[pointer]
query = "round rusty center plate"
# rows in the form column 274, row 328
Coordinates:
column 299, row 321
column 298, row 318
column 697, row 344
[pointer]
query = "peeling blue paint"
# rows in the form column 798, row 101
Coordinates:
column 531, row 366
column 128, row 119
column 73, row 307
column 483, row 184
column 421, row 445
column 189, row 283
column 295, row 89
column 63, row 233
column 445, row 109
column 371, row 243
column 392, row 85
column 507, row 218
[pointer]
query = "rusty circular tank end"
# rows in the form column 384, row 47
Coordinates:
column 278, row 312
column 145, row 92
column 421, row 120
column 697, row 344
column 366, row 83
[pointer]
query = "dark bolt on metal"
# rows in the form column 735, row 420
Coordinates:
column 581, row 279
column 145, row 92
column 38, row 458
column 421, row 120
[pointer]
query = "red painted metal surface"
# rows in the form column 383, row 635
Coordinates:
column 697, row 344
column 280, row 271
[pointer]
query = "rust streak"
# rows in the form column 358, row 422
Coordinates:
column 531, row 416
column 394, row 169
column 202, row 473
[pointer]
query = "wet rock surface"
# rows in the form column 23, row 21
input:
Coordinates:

+ + +

PROBLEM TO SOLVE:
Put every line of the data above into a numbered list, skipping any blank lines.

EXERCISE RESULT:
1. [pointer]
2. query = "round rusty center plate"
3. # rows in the form column 274, row 328
4. Coordinates:
5. column 299, row 321
6. column 298, row 318
7. column 697, row 344
8. [pointer]
9. query = "peeling blue paint"
10. # rows in the form column 798, row 101
11. Coordinates:
12. column 531, row 366
13. column 128, row 119
14. column 73, row 307
15. column 483, row 184
16. column 421, row 445
17. column 189, row 283
18. column 295, row 89
19. column 63, row 233
20. column 445, row 109
21. column 371, row 243
22. column 392, row 85
23. column 507, row 218
24. [pointer]
25. query = "rusty circular tank end"
26. # rows in the form column 384, row 47
27. Coordinates:
28. column 278, row 312
29. column 145, row 92
30. column 421, row 120
31. column 697, row 344
32. column 366, row 83
33. [pointer]
34. query = "dark bolt on metal"
35. # rows in the form column 735, row 420
36. Coordinates:
37. column 581, row 279
38. column 145, row 92
39. column 38, row 458
40. column 421, row 120
41. [pointer]
42. query = "red painted metal surface"
43. # rows in the form column 383, row 635
44. Coordinates:
45. column 697, row 344
46. column 280, row 271
47. [pointer]
48. query = "rust streak"
49. # rows in the form column 358, row 422
50. Coordinates:
51. column 531, row 416
52. column 394, row 169
53. column 202, row 473
54. [pointer]
55. query = "wet rock surface"
56. # rows in the form column 23, row 21
57. input:
58. Coordinates:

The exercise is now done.